**INSTRUCTIONS FOR THE TASK**
Convert every line of the material below into a JSON list of strings, one string per line, skipping blank lines and leaving out the pictures.

**RECORDS FOR PROCESSING**
========
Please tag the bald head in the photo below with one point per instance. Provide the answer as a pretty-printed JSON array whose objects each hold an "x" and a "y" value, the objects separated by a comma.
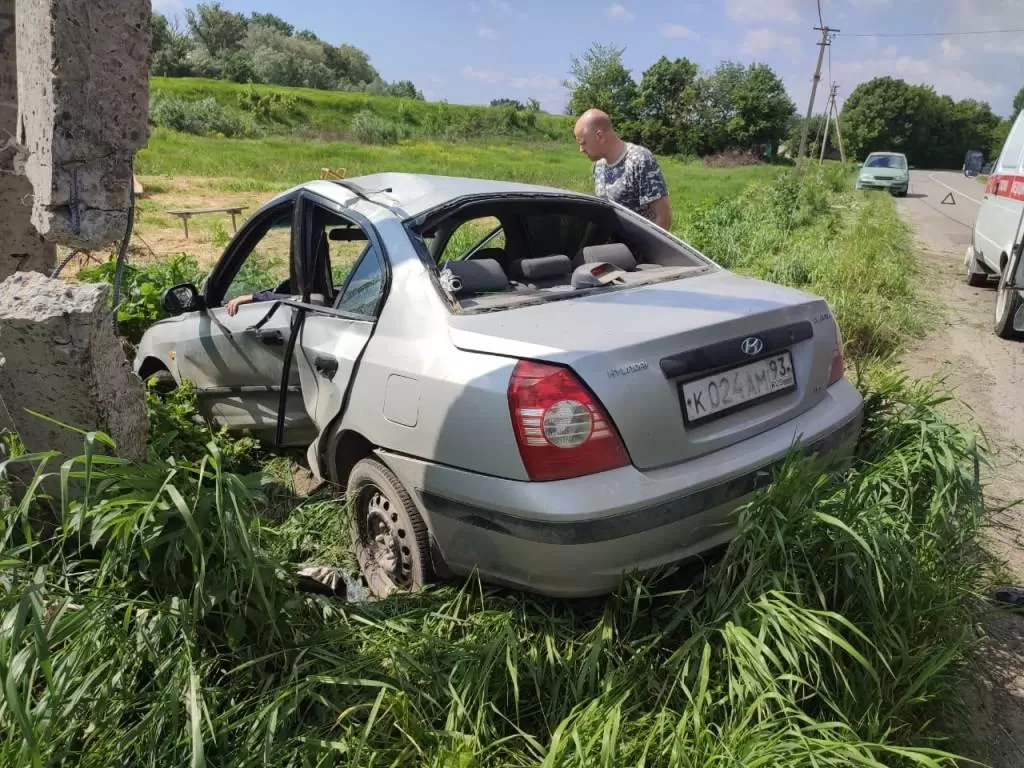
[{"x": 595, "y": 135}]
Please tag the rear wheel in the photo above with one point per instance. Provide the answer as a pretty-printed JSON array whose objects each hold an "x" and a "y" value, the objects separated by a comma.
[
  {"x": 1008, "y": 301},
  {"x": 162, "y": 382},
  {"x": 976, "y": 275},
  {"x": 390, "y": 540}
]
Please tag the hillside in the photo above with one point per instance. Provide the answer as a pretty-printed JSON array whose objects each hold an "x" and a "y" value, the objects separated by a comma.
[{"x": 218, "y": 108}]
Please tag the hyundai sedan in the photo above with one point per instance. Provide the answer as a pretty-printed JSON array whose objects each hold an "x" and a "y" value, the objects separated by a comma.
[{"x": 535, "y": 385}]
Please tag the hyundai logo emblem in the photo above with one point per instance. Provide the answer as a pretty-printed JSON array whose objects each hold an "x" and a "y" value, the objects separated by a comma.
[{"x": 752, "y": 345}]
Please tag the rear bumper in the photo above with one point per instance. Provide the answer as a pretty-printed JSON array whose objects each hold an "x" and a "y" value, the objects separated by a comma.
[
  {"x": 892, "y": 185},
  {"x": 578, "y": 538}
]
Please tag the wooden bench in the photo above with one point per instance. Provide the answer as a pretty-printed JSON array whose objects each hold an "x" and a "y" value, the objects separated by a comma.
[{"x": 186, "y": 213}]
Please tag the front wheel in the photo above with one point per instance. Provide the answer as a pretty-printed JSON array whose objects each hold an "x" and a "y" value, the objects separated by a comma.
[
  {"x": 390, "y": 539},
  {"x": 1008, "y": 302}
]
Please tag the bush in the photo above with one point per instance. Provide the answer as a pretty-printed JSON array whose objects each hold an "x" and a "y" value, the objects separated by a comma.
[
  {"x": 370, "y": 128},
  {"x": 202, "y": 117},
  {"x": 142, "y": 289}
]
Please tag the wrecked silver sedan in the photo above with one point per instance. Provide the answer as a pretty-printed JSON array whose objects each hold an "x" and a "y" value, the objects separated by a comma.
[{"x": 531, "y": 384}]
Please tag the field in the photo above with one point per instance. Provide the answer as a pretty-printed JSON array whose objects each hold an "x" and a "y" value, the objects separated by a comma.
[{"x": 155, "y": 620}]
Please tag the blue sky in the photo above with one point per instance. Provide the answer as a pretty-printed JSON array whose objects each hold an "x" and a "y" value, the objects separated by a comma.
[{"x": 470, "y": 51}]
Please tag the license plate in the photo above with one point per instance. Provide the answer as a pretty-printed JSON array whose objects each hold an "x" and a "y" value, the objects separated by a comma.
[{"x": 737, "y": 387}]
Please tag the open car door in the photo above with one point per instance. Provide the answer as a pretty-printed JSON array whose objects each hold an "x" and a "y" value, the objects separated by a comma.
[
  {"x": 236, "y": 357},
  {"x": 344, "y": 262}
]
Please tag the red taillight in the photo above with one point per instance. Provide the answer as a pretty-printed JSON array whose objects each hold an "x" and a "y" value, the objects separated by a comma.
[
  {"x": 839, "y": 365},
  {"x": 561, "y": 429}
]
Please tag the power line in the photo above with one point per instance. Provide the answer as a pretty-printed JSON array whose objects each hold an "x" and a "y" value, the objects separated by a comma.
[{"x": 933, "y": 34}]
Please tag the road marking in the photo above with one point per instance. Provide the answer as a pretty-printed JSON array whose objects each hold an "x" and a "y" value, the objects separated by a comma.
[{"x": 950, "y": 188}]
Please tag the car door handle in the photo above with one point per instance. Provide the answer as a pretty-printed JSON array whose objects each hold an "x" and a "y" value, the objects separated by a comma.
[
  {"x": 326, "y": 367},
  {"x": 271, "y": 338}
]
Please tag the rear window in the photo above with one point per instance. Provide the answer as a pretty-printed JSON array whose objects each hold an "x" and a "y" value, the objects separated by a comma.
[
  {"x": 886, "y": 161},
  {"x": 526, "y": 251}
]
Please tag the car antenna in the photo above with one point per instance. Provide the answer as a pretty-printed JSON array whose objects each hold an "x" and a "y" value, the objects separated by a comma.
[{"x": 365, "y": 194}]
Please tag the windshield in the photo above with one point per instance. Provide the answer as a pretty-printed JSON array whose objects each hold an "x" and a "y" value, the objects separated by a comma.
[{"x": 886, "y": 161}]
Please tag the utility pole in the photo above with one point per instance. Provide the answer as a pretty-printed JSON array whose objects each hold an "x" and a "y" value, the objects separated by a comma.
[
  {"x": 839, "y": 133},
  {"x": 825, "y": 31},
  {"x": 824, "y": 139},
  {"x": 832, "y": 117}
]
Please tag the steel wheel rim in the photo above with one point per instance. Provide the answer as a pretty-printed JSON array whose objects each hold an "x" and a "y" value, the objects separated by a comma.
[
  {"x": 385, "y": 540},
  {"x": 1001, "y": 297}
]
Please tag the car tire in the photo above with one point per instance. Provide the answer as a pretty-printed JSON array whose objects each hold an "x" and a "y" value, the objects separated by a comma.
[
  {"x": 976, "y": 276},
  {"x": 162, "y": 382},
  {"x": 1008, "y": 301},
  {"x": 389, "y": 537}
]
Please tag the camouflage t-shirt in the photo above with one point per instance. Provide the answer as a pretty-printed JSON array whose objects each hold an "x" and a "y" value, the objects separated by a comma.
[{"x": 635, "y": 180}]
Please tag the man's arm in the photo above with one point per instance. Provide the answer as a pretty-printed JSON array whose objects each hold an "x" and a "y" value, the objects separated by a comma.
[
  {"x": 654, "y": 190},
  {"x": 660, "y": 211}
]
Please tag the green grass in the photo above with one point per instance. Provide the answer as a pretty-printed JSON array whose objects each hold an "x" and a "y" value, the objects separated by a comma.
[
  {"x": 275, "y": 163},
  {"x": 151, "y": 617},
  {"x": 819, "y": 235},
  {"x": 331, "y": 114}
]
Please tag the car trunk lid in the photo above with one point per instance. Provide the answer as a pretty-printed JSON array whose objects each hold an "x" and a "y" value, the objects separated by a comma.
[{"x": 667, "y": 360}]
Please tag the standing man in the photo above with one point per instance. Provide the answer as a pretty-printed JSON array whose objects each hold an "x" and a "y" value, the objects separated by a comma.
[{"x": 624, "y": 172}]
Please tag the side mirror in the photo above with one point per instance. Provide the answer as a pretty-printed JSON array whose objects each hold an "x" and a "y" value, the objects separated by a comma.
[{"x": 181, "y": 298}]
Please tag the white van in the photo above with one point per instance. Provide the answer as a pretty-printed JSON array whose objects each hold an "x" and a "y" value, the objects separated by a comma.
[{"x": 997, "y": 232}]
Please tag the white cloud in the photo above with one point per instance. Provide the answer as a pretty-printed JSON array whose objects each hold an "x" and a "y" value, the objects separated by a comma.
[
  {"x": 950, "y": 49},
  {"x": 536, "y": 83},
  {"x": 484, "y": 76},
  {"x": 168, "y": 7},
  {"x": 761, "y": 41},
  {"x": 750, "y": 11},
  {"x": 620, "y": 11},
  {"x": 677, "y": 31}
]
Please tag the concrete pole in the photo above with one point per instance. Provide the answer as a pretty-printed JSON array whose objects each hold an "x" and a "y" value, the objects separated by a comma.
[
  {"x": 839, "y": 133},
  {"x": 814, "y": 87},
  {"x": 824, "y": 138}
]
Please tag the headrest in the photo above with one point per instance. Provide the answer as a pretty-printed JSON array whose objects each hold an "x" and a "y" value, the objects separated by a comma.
========
**SOLUTION**
[
  "Please tag the bald head in the photo below with one point per instance. Provide the answer as a pretty-printed JSON array whose objects each hold an \"x\" and a \"y\" value, the objects separated by a comma.",
  "[{\"x\": 595, \"y\": 135}]",
  "Please tag the rear wheel in the photo above with one point per instance. Provide the answer as a pretty-printed JSON array whose objects each hold an \"x\" and a \"y\" value, the objects separated by a comma.",
  "[",
  "  {\"x\": 1008, \"y\": 301},",
  "  {\"x\": 162, \"y\": 382},",
  "  {\"x\": 976, \"y\": 275},",
  "  {\"x\": 390, \"y\": 540}",
  "]",
  "Please tag the hillside in the photo above with one point per instance. Provide the answer as a pretty-printed JSON array whose objects each hold an \"x\" and a \"y\" value, the objects separated by a comma.",
  "[{\"x\": 218, \"y\": 108}]",
  "Please tag the hyundai sedan in the photo above with one point per instance. Provide the answer as a pretty-printed JSON array whose objects each hold an \"x\" and a \"y\" value, the objects separated by a comma.",
  "[{\"x\": 535, \"y\": 385}]",
  "Please tag the hyundai logo emblem in the photo above with one point per instance. Provide the answer as a pretty-printed JSON array whose objects each hold an \"x\" and a \"y\" value, the objects separated by a comma.",
  "[{\"x\": 752, \"y\": 345}]",
  "Please tag the rear bumper in the photo above with one point per instance. Provide the answer as a pretty-printed JSON array whose objects each hold an \"x\" and a \"y\" value, the objects separated by a comma.",
  "[",
  "  {\"x\": 892, \"y\": 185},",
  "  {\"x\": 578, \"y\": 538}",
  "]",
  "Please tag the wooden bench in the photo above with one point per instance. Provide the answer as a pretty-printed JSON array whose objects each hold an \"x\" and a \"y\" value, the objects separated by a comma.",
  "[{\"x\": 186, \"y\": 213}]",
  "Please tag the front wheel in the photo above with one point per instance. Provide the answer as a pretty-printed JSON array whose objects each hold an \"x\" and a \"y\" value, the objects separated by a comma.",
  "[",
  "  {\"x\": 390, \"y\": 539},",
  "  {\"x\": 1008, \"y\": 302}",
  "]",
  "Please tag the bush in the photo above with one point per instance. Provide the answer as a pretty-printed JSON array whose objects each hold an \"x\" and a \"y\" value, the objects separated by a comma.",
  "[",
  "  {\"x\": 370, \"y\": 128},",
  "  {\"x\": 202, \"y\": 117},",
  "  {\"x\": 142, \"y\": 289}",
  "]",
  "Please tag the wrecked silver sedan in the photo above with one point per instance. Provide the answer as a pretty-printed JSON array whose objects each hold an \"x\" and a \"y\" value, the objects separated by a comma.",
  "[{\"x\": 531, \"y\": 384}]",
  "Please tag the field in the photo above with one point per instance. Provide the answer as a pretty-printed JSON array whose objects each hold an \"x\" and a \"y\" value, the objects separated by a comma.",
  "[{\"x\": 155, \"y\": 620}]",
  "Please tag the blue sky in the photo above with one point per instance. Provide the answer as a pretty-printed JSON array whose objects each hold an \"x\" and a \"y\" value, the objects separated by a comma.",
  "[{\"x\": 470, \"y\": 51}]",
  "Please tag the license plate in the photo above with one point per instance. Provide the answer as a pretty-printed JSON array whose objects each hold an \"x\" and a \"y\" value, the objects separated by a comma.",
  "[{\"x\": 737, \"y\": 387}]",
  "Please tag the open car door in the photo above with one point per instance. Provide the answer as a pretty-printed JSON array whose objects each hold an \"x\" and a \"y\" value, the objects separated by a comma.",
  "[",
  "  {\"x\": 236, \"y\": 357},",
  "  {\"x\": 344, \"y\": 262}",
  "]",
  "Please tag the red taillight in the photo above with one point per instance. Provide the answer as a pretty-printed JSON array whose objects each hold an \"x\" and a \"y\" value, the objects separated by a comma.",
  "[",
  "  {\"x\": 839, \"y\": 365},",
  "  {\"x\": 561, \"y\": 429}",
  "]",
  "Please tag the power line in the photo above with one point per instance. Provide the answer as a pretty-printed JSON array whose objects each hold an \"x\" and a \"y\" value, the objects separated by a comma.",
  "[{\"x\": 933, \"y\": 34}]",
  "Please tag the road marking in the photo above with one point per instance. Provide the answer as a pretty-printed JSON array whose objects each hold an \"x\" and a \"y\" value, the objects separated by a comma.",
  "[{\"x\": 950, \"y\": 188}]",
  "Please tag the car door handle in the photo above with one point per instance. Provide the answer as a pretty-printed JSON array whose objects each hold an \"x\" and a \"y\" value, the objects separated by a comma.",
  "[",
  "  {\"x\": 326, \"y\": 367},",
  "  {\"x\": 271, \"y\": 338}",
  "]",
  "Please tag the rear window in the photo above with one point per instance. Provide the answer as a pretty-printed JSON array whose objects each hold an \"x\" and a \"y\" value, the objects separated by a comma.",
  "[",
  "  {\"x\": 886, \"y\": 161},",
  "  {\"x\": 526, \"y\": 251}",
  "]",
  "Please tag the car antenna in the photo above with one point per instance. Provide the answer as a pretty-printed JSON array whose objects each hold an \"x\" and a \"y\" value, the objects separated by a comma.",
  "[{\"x\": 365, \"y\": 194}]",
  "Please tag the windshield in the photo above with one point per instance. Provide the answer as a pretty-printed JSON array whose objects each hold an \"x\" and a \"y\" value, the objects separated by a comma.",
  "[{\"x\": 886, \"y\": 161}]",
  "Please tag the utility pole in the photo above with one point per instance. Provide the answer as a pretty-printed JSON array whose objects each hold an \"x\" and a \"y\" value, the objects separated by a comma.",
  "[",
  "  {\"x\": 839, \"y\": 133},",
  "  {\"x\": 825, \"y\": 31},",
  "  {\"x\": 824, \"y\": 139},",
  "  {\"x\": 832, \"y\": 117}",
  "]",
  "Please tag the steel wheel rim in the photo above with one point per instance. Provide the answer as a pretty-printed JSON array whose objects each hold an \"x\" and a \"y\" value, the objects separated by a comma.",
  "[",
  "  {\"x\": 385, \"y\": 540},",
  "  {\"x\": 1001, \"y\": 297}",
  "]",
  "Please tag the car tire in the photo above with one point per instance. Provide the answer as a pretty-printed JSON array whose objects each hold an \"x\" and a \"y\" value, the objects separated by a comma.",
  "[",
  "  {\"x\": 976, \"y\": 276},",
  "  {\"x\": 162, \"y\": 382},",
  "  {\"x\": 1008, \"y\": 301},",
  "  {\"x\": 389, \"y\": 537}",
  "]",
  "Please tag the camouflage t-shirt in the photo above with one point per instance. Provide the answer as a pretty-printed JSON array whose objects each hold an \"x\" and a \"y\" value, the objects separated by a comma.",
  "[{\"x\": 635, \"y\": 180}]",
  "Please tag the man's arm in the photo above with one point per instance. Provide the answer as a pretty-printed JSON array whose objects each hold an \"x\" and a \"y\" value, the objects separated by a comma.",
  "[",
  "  {\"x\": 654, \"y\": 190},",
  "  {\"x\": 660, \"y\": 211}",
  "]",
  "Please tag the green grass in the photo above with one point per instance. Provide the answer as a pretty-printed JSON array whose objects each hold an \"x\" and a \"y\" value, the objects separated by a comma.",
  "[",
  "  {\"x\": 275, \"y\": 163},",
  "  {\"x\": 151, \"y\": 617},",
  "  {\"x\": 819, \"y\": 235},",
  "  {\"x\": 331, \"y\": 114}",
  "]",
  "Please tag the car trunk lid in the photo above with one point per instance. Provide the answer as a pretty-printed JSON array whose objects each hold an \"x\" and a \"y\" value, the objects separated by a comma.",
  "[{\"x\": 667, \"y\": 360}]",
  "Please tag the standing man in the photo above with one point per instance. Provide the answer as a pretty-printed JSON array whose objects each hold an \"x\" and a \"y\" value, the objects separated by a comma.",
  "[{\"x\": 624, \"y\": 172}]",
  "Please tag the side mirror in the photo above with one point per instance. Provide the answer as a pretty-printed JSON array whose objects each hold an \"x\" and a \"y\" value, the objects separated by a comma.",
  "[{\"x\": 181, \"y\": 298}]",
  "Please tag the white van in the photo above with one point per instance. Provide the answer as a pretty-printed JSON array whose objects each hold an \"x\" and a \"y\" value, the objects separated by a comma.",
  "[{\"x\": 997, \"y\": 232}]",
  "Please tag the white cloud in the photo above with one point per instance. Provide the answer as a pretty-printed JSON array whose objects each hold an \"x\" and a \"y\" value, the objects separated by a comma.",
  "[",
  "  {\"x\": 950, \"y\": 49},",
  "  {\"x\": 536, \"y\": 83},",
  "  {\"x\": 484, \"y\": 76},",
  "  {\"x\": 168, \"y\": 7},",
  "  {\"x\": 761, \"y\": 41},",
  "  {\"x\": 750, \"y\": 11},",
  "  {\"x\": 620, \"y\": 11},",
  "  {\"x\": 677, \"y\": 31}",
  "]",
  "Please tag the concrete pole in the photo above with one point per instance. Provide the answer as a pretty-printed JSON array whose objects each hold an \"x\" and a \"y\" value, the objects separated by a comma.",
  "[",
  "  {\"x\": 839, \"y\": 133},",
  "  {\"x\": 814, \"y\": 87},",
  "  {\"x\": 824, \"y\": 138}",
  "]",
  "Please tag the headrest in the photo above with one point per instance. Provide the answer as a pretty-printed JSON array whose objects each hold an \"x\" and a \"y\" value, the objects separated by a comma."
]